Exercice court 1:
Selon le texte sur le référendum d'indépendance écossaise, quel métier Jane Phillips exerçait-elle ?
Exercice court 2:
Rédigez la suite du texte sur le référendum d'indépendance écossaise, à partir de sa dernière phrase.

Jane Phillips a été parmi les premières personnes à voter lors du référendum sur l'indépendance de l'Écosse.
Enseignante à Dundee, elle était deuxième dans la file d'attente au bureau de vote local lors de son ouverture le matin du 18 septembre 2014.
Alors âgée de 58 ans, elle rêvait d’une victoire du « oui » qui, pendant des mois, lui semblait presque inconcevable.
Dix ans plus tard, elle déclare à BBC Scotland News : « Je me souviens juste du genre de tension, de l'excitation.
« Il y avait un réel sentiment que nous pouvions y arriver, un élan de fond. Le sentiment que nous allions franchir la ligne d'arrivée. »
Ce fut également une journée pleine d'émotions dans le camp du « non », déclare Cat Headley.
Avocate de 30 ans, elle faisait alors ses premiers pas en politique et a fait campagne pour Better Together à Édimbourg.
« L'énergie qui existait était une chose incroyable à laquelle participer et je doute que je puisse revivre cela un jour », dit Cat.

Lignes enregistrées:
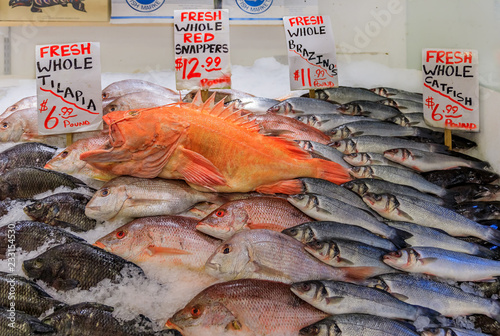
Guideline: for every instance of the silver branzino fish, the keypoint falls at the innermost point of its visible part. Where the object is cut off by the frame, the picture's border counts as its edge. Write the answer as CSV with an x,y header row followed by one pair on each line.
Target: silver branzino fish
x,y
407,209
420,290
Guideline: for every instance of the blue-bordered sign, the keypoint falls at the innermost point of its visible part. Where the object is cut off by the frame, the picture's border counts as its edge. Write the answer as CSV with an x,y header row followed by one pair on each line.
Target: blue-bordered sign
x,y
145,5
254,6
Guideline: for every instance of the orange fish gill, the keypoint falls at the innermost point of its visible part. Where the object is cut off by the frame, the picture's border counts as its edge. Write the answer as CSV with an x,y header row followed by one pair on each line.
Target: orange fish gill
x,y
213,148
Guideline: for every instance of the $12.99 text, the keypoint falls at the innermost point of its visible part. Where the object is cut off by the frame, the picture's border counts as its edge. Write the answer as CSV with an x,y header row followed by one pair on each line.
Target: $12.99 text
x,y
210,64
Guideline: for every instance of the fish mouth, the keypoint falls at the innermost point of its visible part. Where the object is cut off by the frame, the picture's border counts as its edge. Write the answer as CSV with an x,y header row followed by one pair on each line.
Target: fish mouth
x,y
172,325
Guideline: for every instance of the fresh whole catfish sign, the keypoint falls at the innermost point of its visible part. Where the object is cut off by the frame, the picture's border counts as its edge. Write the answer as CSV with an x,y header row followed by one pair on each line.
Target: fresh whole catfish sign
x,y
451,88
68,78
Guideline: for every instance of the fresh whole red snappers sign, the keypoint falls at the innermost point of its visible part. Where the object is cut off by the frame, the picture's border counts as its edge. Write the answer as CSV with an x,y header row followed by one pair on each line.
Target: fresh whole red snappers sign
x,y
201,40
451,88
68,78
312,58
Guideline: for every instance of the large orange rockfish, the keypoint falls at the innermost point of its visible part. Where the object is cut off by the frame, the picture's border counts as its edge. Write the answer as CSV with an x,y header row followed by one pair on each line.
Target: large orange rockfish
x,y
213,148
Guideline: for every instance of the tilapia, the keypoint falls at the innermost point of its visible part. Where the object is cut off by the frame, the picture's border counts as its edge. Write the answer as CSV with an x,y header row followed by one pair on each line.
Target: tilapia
x,y
308,232
404,105
346,94
448,300
255,105
277,125
32,154
479,211
137,100
226,95
379,144
326,122
445,264
475,192
328,209
26,295
358,325
77,265
398,176
25,103
303,105
369,109
123,87
68,161
165,241
451,331
398,94
408,209
31,235
269,255
347,253
370,159
92,319
193,142
254,213
363,185
29,181
323,151
453,177
132,197
245,307
64,209
425,236
336,297
424,161
15,323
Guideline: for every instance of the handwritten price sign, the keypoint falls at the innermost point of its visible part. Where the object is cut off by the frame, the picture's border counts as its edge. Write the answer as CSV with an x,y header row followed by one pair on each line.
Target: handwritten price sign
x,y
202,49
451,88
69,88
311,52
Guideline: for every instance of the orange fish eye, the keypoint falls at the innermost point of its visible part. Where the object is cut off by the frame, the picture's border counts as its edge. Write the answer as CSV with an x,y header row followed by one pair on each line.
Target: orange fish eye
x,y
104,192
226,249
134,113
195,312
121,234
220,213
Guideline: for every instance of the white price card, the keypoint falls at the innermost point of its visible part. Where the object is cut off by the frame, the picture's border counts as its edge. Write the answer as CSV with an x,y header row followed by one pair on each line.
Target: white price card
x,y
69,93
312,59
201,40
451,88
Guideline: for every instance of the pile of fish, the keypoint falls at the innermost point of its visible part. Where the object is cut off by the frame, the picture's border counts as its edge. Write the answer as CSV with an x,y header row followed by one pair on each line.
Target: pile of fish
x,y
342,214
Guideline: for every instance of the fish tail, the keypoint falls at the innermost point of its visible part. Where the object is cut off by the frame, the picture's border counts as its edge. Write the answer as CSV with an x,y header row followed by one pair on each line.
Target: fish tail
x,y
495,311
398,238
492,236
331,171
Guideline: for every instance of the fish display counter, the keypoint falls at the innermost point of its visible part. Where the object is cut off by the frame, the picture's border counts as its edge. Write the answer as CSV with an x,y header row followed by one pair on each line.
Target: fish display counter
x,y
255,210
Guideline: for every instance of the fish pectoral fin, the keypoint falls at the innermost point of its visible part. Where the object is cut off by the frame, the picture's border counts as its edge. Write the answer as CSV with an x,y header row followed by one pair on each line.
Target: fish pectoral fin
x,y
400,296
152,250
287,187
266,226
65,285
426,261
345,261
334,299
197,169
405,215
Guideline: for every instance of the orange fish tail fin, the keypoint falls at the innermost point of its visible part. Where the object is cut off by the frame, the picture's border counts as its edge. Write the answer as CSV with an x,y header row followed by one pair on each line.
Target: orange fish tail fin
x,y
288,187
331,171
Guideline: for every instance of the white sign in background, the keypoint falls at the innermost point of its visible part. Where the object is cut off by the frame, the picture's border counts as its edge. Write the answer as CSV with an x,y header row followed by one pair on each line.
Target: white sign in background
x,y
201,40
451,88
69,93
312,59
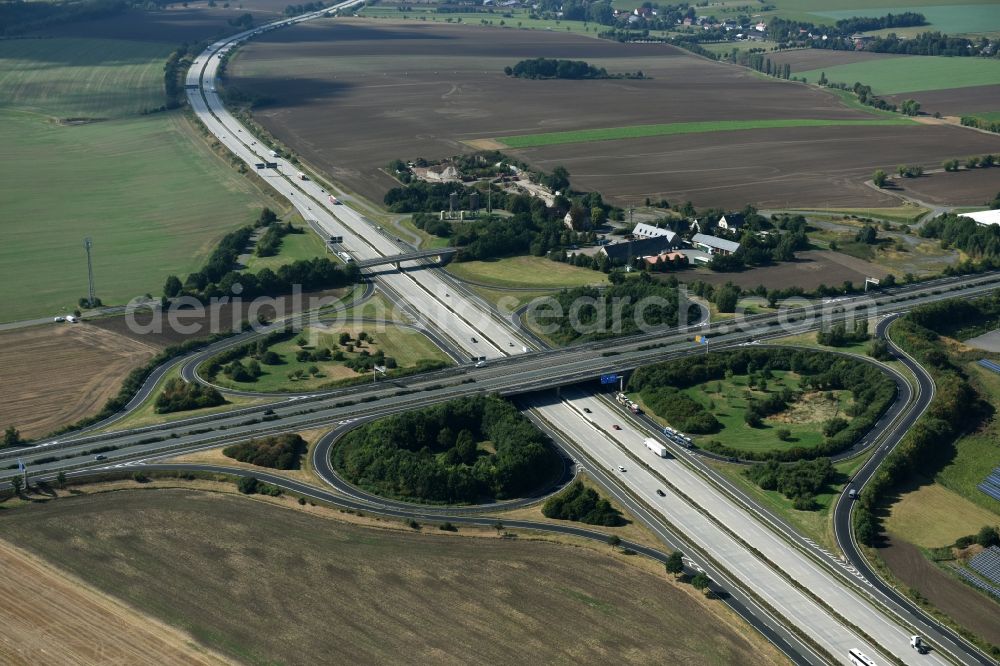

Résultat final 1:
Elle était enseignante à Dundee.

Résultat final 2:
Malcolm Andrew, un militant pro-Écosse de 20 ans à Inverclyde en 2014, se souvient à la fois de l'enthousiasme et de la peur de ceux qui faisaient campagne pour que l'Écosse reste au sein du Royaume-Uni.
« Nous nous battions pour la place de notre pays, qui était stable depuis des centaines d'années », dit-il.
Malcolm se souvient du ciel lumineux du 18 septembre, prolongeant ce qui avait été un été ensoleillé pour une grande partie de l'Écosse.
Mais pour beaucoup, le jour du scrutin a apporté nuages et pluie, ainsi que la fin d’une campagne remarquable.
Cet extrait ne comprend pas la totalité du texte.